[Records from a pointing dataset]
^^^^^^^^^^^^^^^^

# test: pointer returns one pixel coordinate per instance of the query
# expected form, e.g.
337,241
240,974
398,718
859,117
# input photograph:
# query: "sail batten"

^^^^^^^^^^^^^^^^

Directive ▸ Copy out all of the lines above, with no changes.

Task result ▸
# test: pointer returns one pixel coordinate per instance of the query
# expected form, e.g.
337,241
240,974
398,718
859,117
# input photograph:
# query: "sail batten"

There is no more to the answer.